Data for this exercise:
**********
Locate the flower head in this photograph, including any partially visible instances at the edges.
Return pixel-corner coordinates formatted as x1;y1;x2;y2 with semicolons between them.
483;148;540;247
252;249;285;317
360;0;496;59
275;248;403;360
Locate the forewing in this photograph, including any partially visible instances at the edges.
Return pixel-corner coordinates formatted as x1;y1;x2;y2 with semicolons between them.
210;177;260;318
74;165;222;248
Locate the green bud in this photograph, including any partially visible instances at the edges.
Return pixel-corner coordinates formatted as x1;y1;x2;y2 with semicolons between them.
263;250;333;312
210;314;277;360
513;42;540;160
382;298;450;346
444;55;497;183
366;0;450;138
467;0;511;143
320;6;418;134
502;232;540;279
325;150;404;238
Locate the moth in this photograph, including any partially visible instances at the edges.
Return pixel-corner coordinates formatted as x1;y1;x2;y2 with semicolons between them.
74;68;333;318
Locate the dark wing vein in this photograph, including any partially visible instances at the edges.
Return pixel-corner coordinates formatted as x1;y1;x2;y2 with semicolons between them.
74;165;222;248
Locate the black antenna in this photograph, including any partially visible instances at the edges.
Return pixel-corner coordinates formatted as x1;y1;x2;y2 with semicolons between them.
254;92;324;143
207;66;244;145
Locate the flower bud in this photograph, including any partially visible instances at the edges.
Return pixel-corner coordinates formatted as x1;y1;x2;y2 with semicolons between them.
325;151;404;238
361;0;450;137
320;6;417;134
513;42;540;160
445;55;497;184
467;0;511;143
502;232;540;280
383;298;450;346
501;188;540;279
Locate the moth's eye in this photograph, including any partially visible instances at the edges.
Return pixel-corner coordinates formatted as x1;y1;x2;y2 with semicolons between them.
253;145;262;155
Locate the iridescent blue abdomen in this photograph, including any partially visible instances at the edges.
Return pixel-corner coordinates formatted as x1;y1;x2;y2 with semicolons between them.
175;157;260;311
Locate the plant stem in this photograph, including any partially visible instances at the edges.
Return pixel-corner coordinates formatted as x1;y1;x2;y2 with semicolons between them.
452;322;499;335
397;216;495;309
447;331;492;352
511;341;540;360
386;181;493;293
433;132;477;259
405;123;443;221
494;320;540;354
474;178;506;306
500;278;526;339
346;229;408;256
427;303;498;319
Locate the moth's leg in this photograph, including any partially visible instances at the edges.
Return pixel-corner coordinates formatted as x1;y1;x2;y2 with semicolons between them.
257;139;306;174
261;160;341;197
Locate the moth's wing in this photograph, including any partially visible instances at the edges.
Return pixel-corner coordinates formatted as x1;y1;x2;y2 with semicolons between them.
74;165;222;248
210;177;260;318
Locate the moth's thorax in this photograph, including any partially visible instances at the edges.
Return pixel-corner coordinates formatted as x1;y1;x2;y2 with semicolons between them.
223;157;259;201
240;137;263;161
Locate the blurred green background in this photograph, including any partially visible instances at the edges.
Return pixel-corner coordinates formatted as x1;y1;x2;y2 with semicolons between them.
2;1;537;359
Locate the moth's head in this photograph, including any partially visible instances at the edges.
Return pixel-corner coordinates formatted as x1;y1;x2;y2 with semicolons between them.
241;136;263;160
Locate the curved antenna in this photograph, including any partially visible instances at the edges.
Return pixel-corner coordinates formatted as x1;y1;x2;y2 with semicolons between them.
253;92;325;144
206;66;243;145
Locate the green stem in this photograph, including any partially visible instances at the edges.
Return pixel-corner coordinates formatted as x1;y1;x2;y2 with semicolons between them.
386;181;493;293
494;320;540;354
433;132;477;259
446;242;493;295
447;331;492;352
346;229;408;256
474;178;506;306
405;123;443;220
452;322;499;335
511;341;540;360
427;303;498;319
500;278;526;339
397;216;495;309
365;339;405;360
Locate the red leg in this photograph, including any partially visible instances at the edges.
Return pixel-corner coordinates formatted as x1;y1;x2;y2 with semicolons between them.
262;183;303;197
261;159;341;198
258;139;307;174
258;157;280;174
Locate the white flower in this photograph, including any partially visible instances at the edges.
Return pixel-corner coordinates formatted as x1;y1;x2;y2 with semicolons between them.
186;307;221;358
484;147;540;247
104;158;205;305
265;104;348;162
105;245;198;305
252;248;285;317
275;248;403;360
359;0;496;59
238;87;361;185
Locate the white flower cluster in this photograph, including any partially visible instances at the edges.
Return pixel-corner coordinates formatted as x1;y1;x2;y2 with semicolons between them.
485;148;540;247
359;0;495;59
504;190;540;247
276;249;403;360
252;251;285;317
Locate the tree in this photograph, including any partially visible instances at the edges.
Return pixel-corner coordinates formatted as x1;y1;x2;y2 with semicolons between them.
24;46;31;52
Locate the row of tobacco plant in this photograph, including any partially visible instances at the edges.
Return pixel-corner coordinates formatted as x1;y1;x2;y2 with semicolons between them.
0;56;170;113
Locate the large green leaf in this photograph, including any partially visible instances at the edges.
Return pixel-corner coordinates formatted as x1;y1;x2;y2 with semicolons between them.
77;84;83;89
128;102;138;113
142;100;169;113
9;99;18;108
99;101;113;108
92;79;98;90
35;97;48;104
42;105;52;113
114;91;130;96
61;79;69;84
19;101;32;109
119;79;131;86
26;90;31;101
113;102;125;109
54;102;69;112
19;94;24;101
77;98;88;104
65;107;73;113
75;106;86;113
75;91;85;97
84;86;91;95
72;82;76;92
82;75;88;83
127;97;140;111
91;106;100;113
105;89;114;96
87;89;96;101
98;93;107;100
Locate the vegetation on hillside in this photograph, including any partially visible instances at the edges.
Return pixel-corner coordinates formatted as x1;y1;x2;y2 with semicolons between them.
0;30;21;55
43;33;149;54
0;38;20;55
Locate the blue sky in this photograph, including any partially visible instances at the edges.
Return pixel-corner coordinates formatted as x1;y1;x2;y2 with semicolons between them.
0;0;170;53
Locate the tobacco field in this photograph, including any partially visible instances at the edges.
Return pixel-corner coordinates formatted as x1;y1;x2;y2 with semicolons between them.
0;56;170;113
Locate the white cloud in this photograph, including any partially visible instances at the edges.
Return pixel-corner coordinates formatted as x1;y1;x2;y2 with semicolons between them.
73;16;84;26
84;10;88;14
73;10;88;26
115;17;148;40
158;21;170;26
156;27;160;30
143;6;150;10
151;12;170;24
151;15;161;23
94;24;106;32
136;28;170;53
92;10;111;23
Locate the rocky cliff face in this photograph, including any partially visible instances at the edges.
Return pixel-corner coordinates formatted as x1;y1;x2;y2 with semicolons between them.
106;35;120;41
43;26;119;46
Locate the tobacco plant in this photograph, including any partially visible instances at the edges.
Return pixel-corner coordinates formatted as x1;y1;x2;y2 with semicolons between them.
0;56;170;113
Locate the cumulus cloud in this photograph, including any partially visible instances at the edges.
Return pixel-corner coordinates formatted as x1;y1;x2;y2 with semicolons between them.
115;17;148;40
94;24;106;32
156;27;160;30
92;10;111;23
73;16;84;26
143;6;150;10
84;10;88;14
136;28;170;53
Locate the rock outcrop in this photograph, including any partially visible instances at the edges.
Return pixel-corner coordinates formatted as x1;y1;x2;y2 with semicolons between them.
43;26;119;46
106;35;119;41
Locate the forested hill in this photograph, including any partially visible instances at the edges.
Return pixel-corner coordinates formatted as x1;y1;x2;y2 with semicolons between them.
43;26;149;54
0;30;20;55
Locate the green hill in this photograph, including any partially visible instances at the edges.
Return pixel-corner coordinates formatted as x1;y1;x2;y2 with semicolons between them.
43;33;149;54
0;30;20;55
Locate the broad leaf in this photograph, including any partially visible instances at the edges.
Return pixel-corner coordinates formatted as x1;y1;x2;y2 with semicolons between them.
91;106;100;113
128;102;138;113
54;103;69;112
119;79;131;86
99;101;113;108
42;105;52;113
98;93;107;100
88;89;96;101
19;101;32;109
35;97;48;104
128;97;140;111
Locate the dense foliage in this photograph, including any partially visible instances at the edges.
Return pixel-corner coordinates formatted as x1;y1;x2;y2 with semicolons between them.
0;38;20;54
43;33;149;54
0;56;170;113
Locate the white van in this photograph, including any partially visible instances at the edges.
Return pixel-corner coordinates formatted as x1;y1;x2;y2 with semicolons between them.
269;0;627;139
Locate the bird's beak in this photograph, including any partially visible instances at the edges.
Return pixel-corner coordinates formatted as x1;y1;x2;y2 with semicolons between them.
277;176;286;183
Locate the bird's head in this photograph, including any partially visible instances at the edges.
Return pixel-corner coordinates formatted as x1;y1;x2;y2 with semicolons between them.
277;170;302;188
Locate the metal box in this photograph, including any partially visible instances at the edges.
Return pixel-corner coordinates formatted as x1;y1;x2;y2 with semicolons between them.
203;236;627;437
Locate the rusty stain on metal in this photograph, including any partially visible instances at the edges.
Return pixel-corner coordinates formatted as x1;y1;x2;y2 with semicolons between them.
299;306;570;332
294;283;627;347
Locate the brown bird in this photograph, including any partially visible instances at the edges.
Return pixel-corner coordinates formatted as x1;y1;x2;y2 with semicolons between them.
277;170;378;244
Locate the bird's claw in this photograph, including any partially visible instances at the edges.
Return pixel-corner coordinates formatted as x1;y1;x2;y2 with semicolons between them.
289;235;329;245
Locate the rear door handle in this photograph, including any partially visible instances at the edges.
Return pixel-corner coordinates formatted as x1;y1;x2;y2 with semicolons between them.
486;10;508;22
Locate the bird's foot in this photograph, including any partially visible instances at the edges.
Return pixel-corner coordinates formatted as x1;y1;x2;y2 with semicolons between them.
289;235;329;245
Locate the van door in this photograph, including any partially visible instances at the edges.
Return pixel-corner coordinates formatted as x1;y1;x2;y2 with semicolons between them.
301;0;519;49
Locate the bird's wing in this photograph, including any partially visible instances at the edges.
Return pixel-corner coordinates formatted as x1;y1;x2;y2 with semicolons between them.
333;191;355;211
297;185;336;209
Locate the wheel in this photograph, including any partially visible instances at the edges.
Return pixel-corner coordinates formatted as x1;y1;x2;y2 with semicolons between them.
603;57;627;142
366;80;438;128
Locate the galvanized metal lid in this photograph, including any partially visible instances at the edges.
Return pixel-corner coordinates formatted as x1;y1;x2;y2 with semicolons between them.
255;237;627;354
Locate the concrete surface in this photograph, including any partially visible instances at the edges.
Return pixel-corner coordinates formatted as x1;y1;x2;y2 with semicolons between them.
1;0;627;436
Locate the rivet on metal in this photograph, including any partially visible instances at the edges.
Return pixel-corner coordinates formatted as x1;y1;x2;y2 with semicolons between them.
**********
Task description: Could you retype exactly the lines from the first one of the records through the line containing "Locate the green bud", both included, and nothing more?

Output below:
Locate the flower head in this photograph, including any partially visible instances at the edges.
Return pixel-corner coordinates formatted as x1;y1;x2;y2 with semicolons between them.
483;148;540;247
252;249;285;317
360;0;496;59
275;248;403;360
Locate the forewing in this photograph, including any partially visible instances at the edges.
Return pixel-corner coordinates formatted as x1;y1;x2;y2 with semicolons between them.
210;177;260;318
74;165;222;248
Locate the green bud in this photograph, including any partially visible instances at the edges.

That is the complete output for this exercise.